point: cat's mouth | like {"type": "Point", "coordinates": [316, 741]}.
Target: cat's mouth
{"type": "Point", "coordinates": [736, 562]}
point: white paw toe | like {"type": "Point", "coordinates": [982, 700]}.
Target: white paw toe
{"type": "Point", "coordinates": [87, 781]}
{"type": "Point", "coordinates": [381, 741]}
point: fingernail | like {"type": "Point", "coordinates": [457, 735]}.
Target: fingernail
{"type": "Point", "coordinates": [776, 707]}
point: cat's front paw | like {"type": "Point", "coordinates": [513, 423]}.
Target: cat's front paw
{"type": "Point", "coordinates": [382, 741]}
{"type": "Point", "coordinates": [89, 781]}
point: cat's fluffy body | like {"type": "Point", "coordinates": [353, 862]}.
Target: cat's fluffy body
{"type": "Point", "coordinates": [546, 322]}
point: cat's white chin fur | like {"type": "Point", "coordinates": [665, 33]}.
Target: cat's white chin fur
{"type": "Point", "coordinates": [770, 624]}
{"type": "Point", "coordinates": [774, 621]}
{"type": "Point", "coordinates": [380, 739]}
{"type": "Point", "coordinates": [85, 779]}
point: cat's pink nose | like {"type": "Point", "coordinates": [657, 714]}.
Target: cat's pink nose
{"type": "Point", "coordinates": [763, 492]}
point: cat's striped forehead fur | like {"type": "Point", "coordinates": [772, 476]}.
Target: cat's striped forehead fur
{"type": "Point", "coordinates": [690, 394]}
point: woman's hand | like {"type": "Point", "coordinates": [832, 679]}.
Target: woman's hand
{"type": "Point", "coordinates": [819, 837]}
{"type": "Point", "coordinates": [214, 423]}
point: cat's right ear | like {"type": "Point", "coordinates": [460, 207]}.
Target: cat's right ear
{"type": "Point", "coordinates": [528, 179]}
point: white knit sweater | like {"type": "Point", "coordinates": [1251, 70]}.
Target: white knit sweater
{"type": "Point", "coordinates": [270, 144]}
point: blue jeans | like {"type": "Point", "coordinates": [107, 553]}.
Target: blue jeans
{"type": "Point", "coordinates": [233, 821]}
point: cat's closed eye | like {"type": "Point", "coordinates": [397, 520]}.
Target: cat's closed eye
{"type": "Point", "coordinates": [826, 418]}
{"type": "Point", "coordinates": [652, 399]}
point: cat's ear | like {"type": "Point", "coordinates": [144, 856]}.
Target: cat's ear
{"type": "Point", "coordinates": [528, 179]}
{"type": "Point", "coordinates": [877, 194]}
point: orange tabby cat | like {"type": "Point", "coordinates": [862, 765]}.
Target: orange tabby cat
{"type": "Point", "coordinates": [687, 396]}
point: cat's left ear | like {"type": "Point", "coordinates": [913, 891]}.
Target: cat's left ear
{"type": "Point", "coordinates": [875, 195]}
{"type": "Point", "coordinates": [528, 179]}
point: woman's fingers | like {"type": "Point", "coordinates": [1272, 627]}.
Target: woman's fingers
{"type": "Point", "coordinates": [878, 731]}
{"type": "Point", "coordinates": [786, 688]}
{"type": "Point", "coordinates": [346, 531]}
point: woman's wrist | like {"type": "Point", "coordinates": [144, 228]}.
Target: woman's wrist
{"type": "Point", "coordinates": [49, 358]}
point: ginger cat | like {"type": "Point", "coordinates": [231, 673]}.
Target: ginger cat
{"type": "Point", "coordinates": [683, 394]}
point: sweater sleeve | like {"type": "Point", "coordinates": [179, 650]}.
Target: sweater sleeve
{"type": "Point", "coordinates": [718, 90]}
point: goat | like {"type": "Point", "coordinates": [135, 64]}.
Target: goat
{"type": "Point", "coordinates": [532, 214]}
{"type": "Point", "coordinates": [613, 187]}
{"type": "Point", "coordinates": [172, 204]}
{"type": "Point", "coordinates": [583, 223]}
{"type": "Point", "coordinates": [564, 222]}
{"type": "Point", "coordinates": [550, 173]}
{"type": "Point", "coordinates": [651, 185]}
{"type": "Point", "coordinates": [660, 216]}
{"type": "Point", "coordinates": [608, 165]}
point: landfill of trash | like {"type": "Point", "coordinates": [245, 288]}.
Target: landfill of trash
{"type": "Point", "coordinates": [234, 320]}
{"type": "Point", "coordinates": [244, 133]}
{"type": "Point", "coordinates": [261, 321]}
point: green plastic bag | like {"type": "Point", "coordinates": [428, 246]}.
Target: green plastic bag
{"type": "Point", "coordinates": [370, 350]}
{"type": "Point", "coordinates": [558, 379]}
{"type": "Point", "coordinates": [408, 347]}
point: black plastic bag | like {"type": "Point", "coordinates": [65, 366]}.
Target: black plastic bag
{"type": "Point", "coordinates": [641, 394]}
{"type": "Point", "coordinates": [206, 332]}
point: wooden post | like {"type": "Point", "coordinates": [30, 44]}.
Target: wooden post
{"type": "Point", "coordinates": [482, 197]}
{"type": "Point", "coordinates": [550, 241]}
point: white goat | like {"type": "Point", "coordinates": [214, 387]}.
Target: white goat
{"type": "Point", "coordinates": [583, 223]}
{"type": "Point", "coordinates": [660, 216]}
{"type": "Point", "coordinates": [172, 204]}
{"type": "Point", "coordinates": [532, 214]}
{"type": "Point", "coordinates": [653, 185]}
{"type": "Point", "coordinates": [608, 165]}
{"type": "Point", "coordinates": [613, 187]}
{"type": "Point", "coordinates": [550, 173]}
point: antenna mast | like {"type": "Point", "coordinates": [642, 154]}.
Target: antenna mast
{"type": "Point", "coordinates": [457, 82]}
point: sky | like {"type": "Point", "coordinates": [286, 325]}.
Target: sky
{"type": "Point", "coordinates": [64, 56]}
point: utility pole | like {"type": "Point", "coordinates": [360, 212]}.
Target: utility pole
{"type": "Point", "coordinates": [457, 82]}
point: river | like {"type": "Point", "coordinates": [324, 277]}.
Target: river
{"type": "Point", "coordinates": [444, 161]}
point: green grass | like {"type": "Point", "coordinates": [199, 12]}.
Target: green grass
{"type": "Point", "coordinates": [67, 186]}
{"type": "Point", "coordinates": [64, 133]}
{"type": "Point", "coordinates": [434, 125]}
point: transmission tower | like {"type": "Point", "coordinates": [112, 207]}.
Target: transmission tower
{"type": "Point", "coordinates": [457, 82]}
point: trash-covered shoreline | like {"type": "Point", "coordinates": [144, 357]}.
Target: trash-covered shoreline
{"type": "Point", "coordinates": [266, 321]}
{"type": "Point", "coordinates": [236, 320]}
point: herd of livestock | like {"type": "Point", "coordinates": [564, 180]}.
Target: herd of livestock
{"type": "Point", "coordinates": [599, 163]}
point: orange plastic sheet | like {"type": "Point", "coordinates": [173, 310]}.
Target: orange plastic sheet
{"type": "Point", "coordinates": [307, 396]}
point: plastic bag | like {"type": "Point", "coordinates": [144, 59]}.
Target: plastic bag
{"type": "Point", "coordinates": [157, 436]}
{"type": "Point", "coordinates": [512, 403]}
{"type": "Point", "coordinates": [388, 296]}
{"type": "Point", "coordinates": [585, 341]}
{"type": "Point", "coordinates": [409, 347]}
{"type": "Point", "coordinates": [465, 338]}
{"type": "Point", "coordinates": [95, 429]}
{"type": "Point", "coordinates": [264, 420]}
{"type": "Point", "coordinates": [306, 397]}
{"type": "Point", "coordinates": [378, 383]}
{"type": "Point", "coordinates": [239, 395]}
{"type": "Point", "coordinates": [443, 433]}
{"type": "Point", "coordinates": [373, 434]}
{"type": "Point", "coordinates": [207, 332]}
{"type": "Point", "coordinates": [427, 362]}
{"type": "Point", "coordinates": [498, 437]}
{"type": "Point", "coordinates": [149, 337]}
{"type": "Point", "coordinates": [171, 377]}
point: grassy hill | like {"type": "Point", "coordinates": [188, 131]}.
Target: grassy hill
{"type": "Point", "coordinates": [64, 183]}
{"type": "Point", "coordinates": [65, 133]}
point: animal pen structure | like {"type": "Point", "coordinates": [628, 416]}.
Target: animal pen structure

○ ○ ○ ○ ○ ○ ○

**Your task**
Turn everything from the line containing "point: animal pen" down to the end of the records into a numbered list, one line per item, leaving out any blank lines.

**Exercise response**
1. point: animal pen structure | like {"type": "Point", "coordinates": [628, 416]}.
2. Target: animal pen structure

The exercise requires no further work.